▶ [EXTRAIT DU TEXTE]
Alors que les véhicules électriques se positionnent comme une alternative incontournable aux motorisations thermiques, la question des batteries reste au cœur des préoccupations. La performance de ces dispositifs énergétiques conditionne non seulement l’expérience utilisateur mais aussi la viabilité écologique et économique du secteur automobile. Dans ce contexte, un projet européen a mobilisé plusieurs acteurs pour repenser les fondamentaux des batteries lithium-ion, en visant leur déploiement industriel à grande échelle.
Le projet SeNSE, financé dans le cadre du programme Horizon 2020, s’est achevé début 2024 après quatre années de recherche intensive. Ce projet d’envergure, doté d’un budget global dépassant les 10 millions d’euros, fut piloté par Empa, un institut suisse spécialisé dans les matériaux pour la conversion d’énergie. L’initiative fut portée par Corsin Battaglia, directeur du laboratoire concerné, qui réussit à fédérer onze partenaires issus tant du monde académique qu’industriel.

▶ [CONSIGNES]
A – Répondez à ces questions sur le texte consacré au projet SeNSE :
(i) Quel type de batteries le projet européen cherchait-il à repenser ?
(ii) À quel moment le projet SeNSE s'est-il terminé ?
(iii) Combien de partenaires Corsin Battaglia a-t-il réunis ?
B – Donnez la suite du texte sur le projet SeNSE à partir de sa dernière phrase.

Lignes de pointage d'objets nommés:
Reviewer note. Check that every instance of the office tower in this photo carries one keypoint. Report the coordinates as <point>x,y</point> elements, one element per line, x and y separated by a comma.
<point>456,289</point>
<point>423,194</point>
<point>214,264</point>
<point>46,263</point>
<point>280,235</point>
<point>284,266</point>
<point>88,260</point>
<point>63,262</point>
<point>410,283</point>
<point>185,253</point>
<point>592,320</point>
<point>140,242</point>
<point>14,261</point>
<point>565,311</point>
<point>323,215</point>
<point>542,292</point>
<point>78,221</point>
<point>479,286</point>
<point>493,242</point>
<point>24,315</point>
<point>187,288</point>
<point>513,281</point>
...
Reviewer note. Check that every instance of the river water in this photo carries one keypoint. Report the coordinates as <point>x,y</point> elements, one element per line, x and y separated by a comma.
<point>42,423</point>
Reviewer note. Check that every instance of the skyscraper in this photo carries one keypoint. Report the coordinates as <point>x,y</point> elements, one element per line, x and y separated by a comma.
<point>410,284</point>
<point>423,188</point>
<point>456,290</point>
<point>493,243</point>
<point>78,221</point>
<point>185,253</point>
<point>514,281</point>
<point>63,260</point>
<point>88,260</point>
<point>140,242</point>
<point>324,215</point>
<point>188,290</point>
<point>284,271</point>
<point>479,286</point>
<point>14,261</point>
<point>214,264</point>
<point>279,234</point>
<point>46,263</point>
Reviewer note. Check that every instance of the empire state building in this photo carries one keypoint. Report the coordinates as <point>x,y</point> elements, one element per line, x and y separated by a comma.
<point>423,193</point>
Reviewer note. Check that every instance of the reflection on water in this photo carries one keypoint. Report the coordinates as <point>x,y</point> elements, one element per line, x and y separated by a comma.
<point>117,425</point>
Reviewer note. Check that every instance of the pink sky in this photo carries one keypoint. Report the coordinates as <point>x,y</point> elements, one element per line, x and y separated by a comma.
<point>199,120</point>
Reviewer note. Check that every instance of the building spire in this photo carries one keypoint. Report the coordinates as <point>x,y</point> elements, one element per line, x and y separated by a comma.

▶ [RÉPONSES PAR TÂCHE]
A –
(i) Les batteries lithium-ion.
(ii) Début 2024, après quatre années de recherche intensive.
(iii) Onze partenaires, issus du monde académique et du monde industriel.

B –
Les institutions collaboratrices incluaient des universités renommées telles que celle de Münster et Coventry University, ainsi que des entreprises comme Northvolt, Huntsman ou encore FPT Motorenforschung AG. Ces dernières apportèrent leur expertise pour transformer des innovations scientifiques en solutions applicables. « Nous avons travaillé sur toute la chaîne de valeur« , précise Corsin Battaglia. Une telle approche intégrative permit de couvrir l’ensemble du processus, depuis la conception des matériaux jusqu’à leur assemblage dans des modules fonctionnels.
Des avancées concrètes sur le plan technologique
La densité énergétique des nouvelles batteries fut améliorée grâce à une réduction significative de l’utilisation de cobalt dans la cathode. Ce matériau critique, dont l’extraction est souvent controversée, fut remplacé partiellement par du silicium, un élément abondant dans la croûte terrestre. Parallèlement, l’anode subit une transformation majeure avec l’introduction de silicium, augmentant ainsi la capacité de stockage d’énergie.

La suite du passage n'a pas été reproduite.